• [Material provided]
■ ■ ■ ■ ■

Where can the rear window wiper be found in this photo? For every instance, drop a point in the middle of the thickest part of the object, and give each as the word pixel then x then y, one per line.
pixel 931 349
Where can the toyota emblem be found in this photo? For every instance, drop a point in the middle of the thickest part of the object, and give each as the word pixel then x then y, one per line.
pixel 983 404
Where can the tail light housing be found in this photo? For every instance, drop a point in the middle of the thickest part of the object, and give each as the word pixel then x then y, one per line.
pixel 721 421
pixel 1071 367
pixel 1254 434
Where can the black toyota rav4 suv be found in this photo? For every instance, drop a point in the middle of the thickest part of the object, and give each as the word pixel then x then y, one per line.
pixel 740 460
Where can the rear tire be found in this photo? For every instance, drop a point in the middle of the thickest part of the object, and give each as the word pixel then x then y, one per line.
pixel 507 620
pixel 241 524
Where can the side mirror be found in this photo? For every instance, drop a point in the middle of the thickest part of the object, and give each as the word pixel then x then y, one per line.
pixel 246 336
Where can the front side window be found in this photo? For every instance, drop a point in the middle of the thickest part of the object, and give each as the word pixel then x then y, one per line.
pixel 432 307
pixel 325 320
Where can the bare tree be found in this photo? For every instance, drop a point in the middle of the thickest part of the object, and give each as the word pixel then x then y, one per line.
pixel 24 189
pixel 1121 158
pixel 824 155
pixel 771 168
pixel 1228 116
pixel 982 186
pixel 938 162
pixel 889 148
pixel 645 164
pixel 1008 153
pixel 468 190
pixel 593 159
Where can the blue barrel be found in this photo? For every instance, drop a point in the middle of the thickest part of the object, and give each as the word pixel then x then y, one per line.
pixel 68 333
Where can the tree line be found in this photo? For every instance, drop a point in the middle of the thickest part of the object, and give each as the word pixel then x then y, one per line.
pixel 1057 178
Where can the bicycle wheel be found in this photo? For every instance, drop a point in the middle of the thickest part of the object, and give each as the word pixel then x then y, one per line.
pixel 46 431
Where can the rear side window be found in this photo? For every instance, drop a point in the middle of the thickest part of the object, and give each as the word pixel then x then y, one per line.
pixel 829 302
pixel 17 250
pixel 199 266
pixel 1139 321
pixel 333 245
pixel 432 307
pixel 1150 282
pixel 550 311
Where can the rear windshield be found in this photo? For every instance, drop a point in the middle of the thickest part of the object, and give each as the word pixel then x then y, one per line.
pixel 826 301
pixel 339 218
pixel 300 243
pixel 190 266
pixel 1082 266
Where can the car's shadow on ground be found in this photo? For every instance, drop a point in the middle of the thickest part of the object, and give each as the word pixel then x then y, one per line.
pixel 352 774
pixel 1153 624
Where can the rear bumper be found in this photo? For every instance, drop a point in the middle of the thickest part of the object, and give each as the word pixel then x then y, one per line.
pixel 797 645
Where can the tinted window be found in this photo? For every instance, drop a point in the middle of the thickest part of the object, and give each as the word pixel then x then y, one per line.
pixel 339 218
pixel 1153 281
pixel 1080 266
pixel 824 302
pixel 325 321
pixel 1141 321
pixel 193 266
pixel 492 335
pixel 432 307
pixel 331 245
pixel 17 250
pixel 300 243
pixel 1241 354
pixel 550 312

■ ■ ■ ■ ■

• [Task prompt]
From the first line to the last, transcribe the data exactly.

• [Worked solution]
Where can the rear window wiper be found in this photo? For every instance, drop a point in the middle of the thickest part of the object, and give each as the word pixel then x then y, one per line.
pixel 931 349
Where can the toyota emblem be found in this photo? For every instance, drop a point in the middle of the thickest part of the object, and give each as the word pixel then x then y, one per line.
pixel 983 404
Where can the tail light housing be found in this photo? For every instance, drop a point in the middle of the thickest part of the object, and give each as the word pixel then x then y, one per line.
pixel 721 421
pixel 1071 367
pixel 1254 434
Where can the black toyota rav4 suv be found in this photo? For every instance, drop a point in the middle of the thickest part of the object, and give each as the word pixel then x then y, one per line.
pixel 740 460
Where can the rear tire be found in this photo? For every instance, drop a point in the middle of the thickest part of the object, and give each as the word pixel then x then y, one per line.
pixel 507 620
pixel 241 524
Where can the side mirror be found in this photo? For every instance, drop a point in the middle of the thickest part of the object, and give each as the word pixel then x then y, one per line.
pixel 246 336
Where can the front side window be found in this photo? For every instance, drop a point in the middle of the thickest part of the object, and give each as the word pixel then x then y, one per line.
pixel 432 307
pixel 325 320
Where can the bare tree be found in this photo? For every instance, drop a point in the middle of the thickest part of the object, and give each as the word pixel then x then y, one per line.
pixel 24 189
pixel 1121 158
pixel 824 155
pixel 771 168
pixel 1228 116
pixel 982 186
pixel 938 162
pixel 889 148
pixel 645 164
pixel 1008 153
pixel 468 190
pixel 593 159
Where can the blue barrel be found in this photo? For every instance, drop a point in the middle of the thickest part of the object, and give each as the word pixel then x then y, one per line.
pixel 68 333
Where can the tree line be found in this photo? For every instance, drop a point in the middle of the thickest part of the object, and give each as the word pixel then x then y, one per line.
pixel 1057 178
Where can the bicycle wheel be found in this photo? For every instance, drop a point in the middle of the thickest part of the object, and give each as the word pixel then x then y, one per line.
pixel 46 431
Where can the rear side window be found in this photo? For every instance, drop a point in the middle of the thickest part of the object, and give each as the word pixel then x then y, one per line.
pixel 829 302
pixel 17 250
pixel 199 266
pixel 1139 321
pixel 333 245
pixel 432 307
pixel 1150 282
pixel 550 311
Where can the rear windshield be found in this photo? For every instance, drop a point in the middle of the thickest part of the object, and give each as the word pixel then x then y, one per line.
pixel 826 301
pixel 339 218
pixel 300 243
pixel 190 266
pixel 1082 266
Where can the car's shadow on ground be found in this photo? For every instance, drop a point in the middle of the thickest part of the object, and give each as the word pixel then x then y, one per line.
pixel 352 774
pixel 1153 624
Where can the rear bumper be found in this photo? For every instance, drop a point in the middle of the thickest part of the object, and give each as the word pixel then x then y, one per line.
pixel 797 645
Where can the tinted window be found in this photo? For every instance, drop a point in the middle of the thickest part of the object, and give each as the word pixel then x then y, one per line.
pixel 339 218
pixel 1153 281
pixel 1080 266
pixel 824 302
pixel 325 321
pixel 1141 321
pixel 193 266
pixel 492 335
pixel 432 307
pixel 331 245
pixel 17 250
pixel 300 243
pixel 1241 354
pixel 550 312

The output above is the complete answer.